## Tasks
- 1) In the amd5536udc discussion, restate the paragraph beginning "In particular, this effect is very noticeable" more briefly, keeping its main facts.
- 2) Pick up the amd5536udc discussion after its final sentence and continue it.

Yes, your analysis appears correct.

>
> In particular, this effect is very noticeable when I try modprobing the
> amd5536udc driver on a kernel that is built with CONFIG_DEBUG_SHIRQ
> set. Given that the debug config option forces an invocation of the irq
> handler from within the request_irq() function, the immediate effect is a
> masterful kernel NULL-dereference OOPS within udc_irq().
>
> The simple fix may be to say that amd5536udc does not support shared
> irqs, and to remove the IRQF_SHARED flag from the request_irq() call. A

That will bust any other hardware that tries to share the interrupt. If
a driver requests the interrupt without IRQF_SHARED, nothing else can
request that interrupt line.

> more complicated fix may be to try to shuffle all the code around to
> make sure that 'dev' is fully initialized before we request the irq, but I
> don't understand the code well enough (yet) to comfortably do this.

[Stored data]
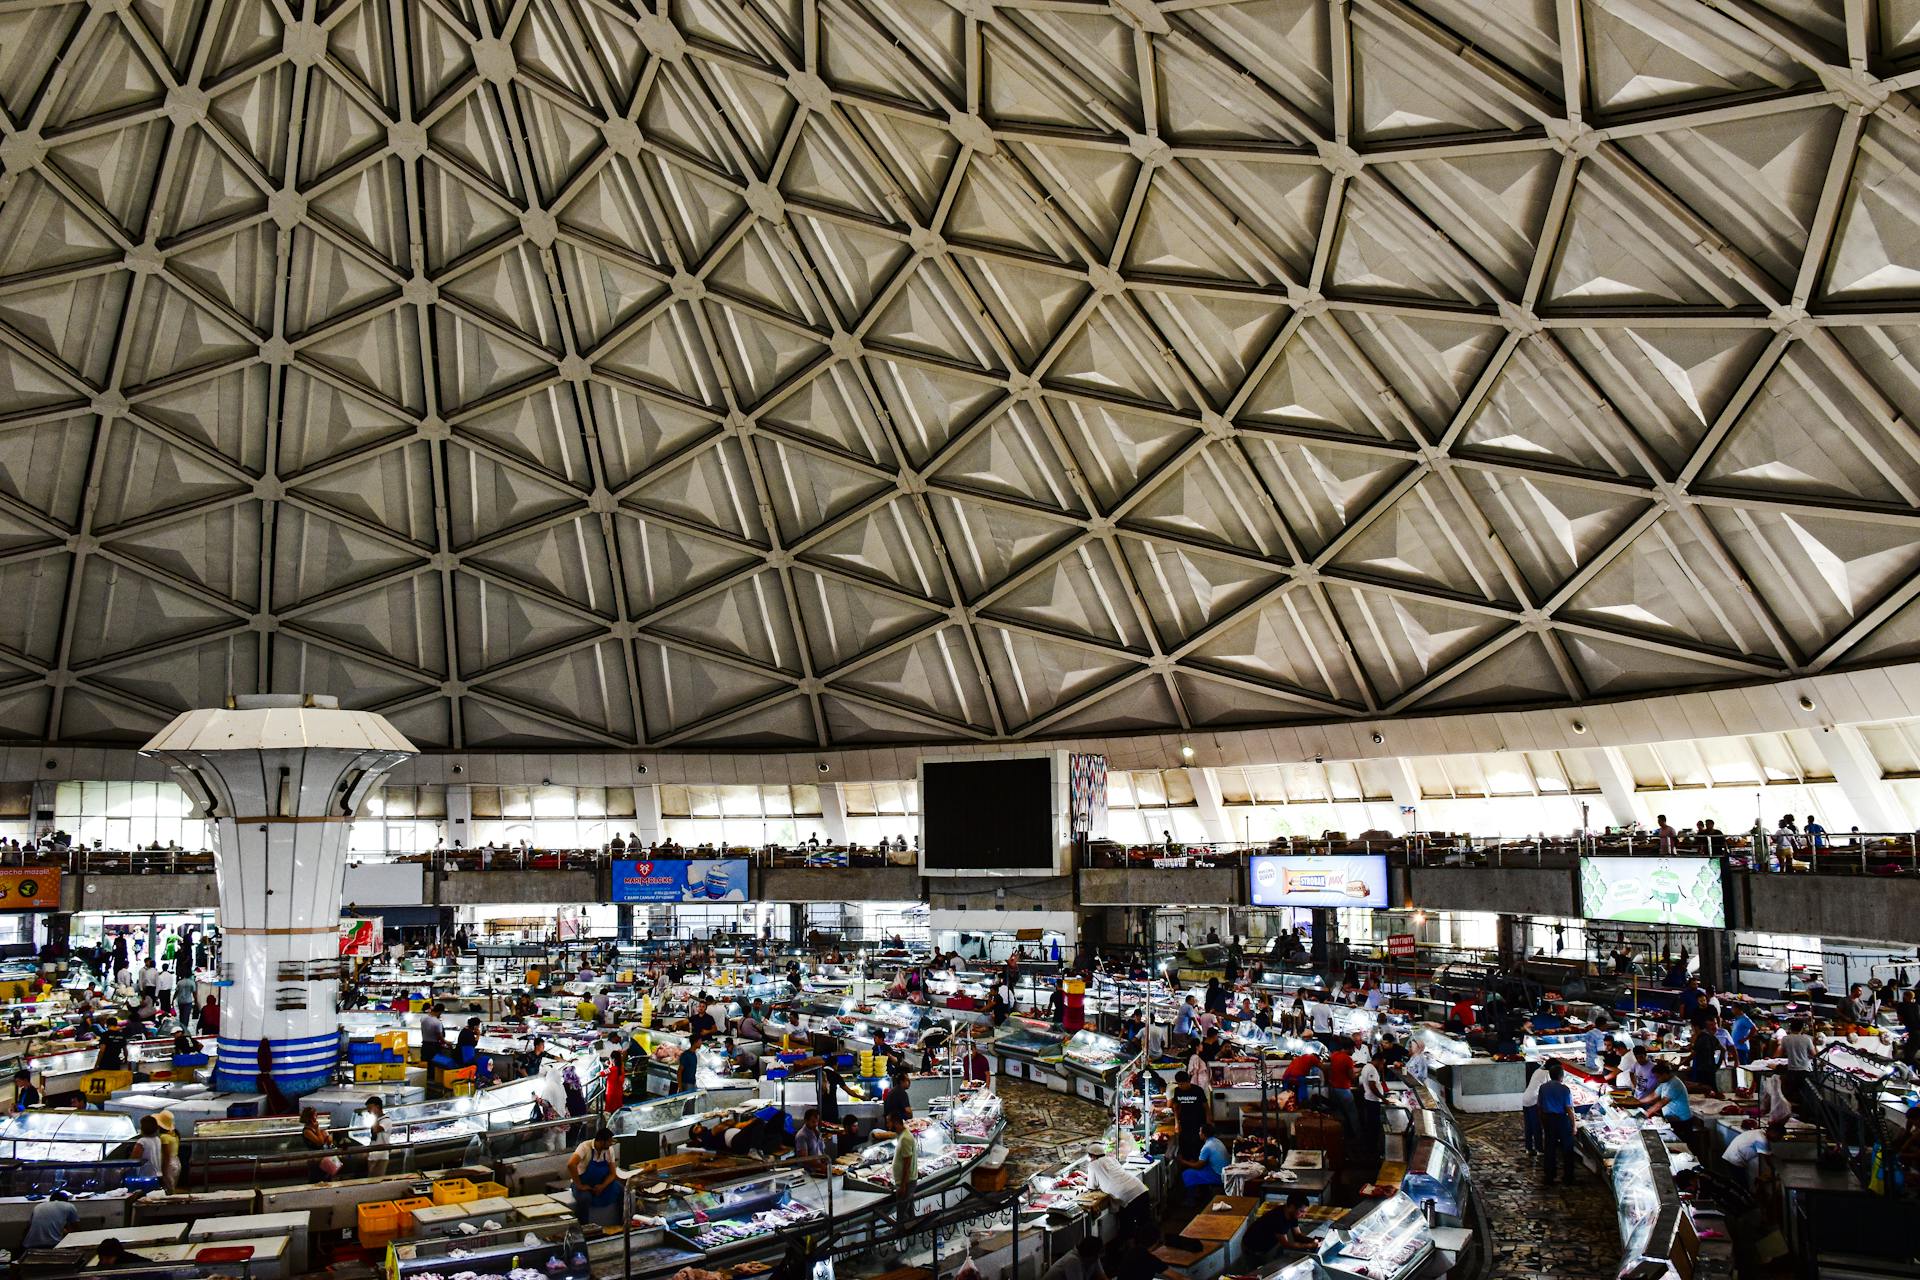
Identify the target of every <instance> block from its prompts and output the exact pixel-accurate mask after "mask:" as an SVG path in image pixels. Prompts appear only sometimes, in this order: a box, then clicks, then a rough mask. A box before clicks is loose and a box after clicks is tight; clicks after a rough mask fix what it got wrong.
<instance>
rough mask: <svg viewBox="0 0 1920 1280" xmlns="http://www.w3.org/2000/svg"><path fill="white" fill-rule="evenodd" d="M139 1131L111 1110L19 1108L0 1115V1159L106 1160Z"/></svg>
mask: <svg viewBox="0 0 1920 1280" xmlns="http://www.w3.org/2000/svg"><path fill="white" fill-rule="evenodd" d="M138 1136H140V1132H138V1128H136V1126H134V1121H132V1117H131V1115H119V1113H113V1111H19V1113H15V1115H8V1117H4V1119H0V1159H15V1161H21V1163H35V1165H83V1163H88V1161H106V1159H109V1157H111V1155H113V1153H115V1151H117V1150H119V1148H123V1146H127V1144H131V1142H132V1140H134V1138H138Z"/></svg>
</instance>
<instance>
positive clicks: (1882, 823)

## Your written answers
- 1) The effect is very noticeable when the amd5536udc driver is loaded with modprobe on a kernel built with CONFIG_DEBUG_SHIRQ set. That debug option forces the irq handler to be invoked from within request_irq(), so the immediate result is a kernel NULL-dereference OOPS within udc_irq().

- 2)
Yeah, that's the proper fix.

>
> Comments? Thoughts?
>
> On a side note, it occurs to me that the CONFIG_DEBUG_SHIRQ option
> went into the kernel a bit less than two years ago, and that it exposes a
> very immediate and reproducible OOPS in this driver. Does this mean
> that noone uses the 5536 UDC functionality with any recent kernels?
> Should I be worried? :)

Presumably nobody uses it with CONFIG_DEBUG_SHIRQ, that option wouldn't
normally be used on non-debug kernels..

>
> -- Vadim Lobanov
>

2009-01-08 16:40:46

by Thomas Dahlmann

[permalink] [raw]
Subject: Re: amd5536udc interrupts bug


> Vadim Lobanov wrote:
>> It is my understanding that a handler for a shared interrupt can be
>> invoked at any time after the corresponding request_irq() call is
>> made, simply because some other device on the same interrupt may
>> already be active. This leaves us with a very noticeable race
>> condition, where udc_irq() can be invoked with uninitialized 'dev'
>> data.
>
> Yes, your analysis appears correct.

Ah, right. Thanks for your analysis! Never ran into this condition as on the
Geode systems I had the IRQ is shared between UDC and UOC/OTG
(both on the CS5536 chip) and UOC never fires interrupts while UDC
driver is loaded as both drivers (UOC/OTG driver is not in the kernel yet)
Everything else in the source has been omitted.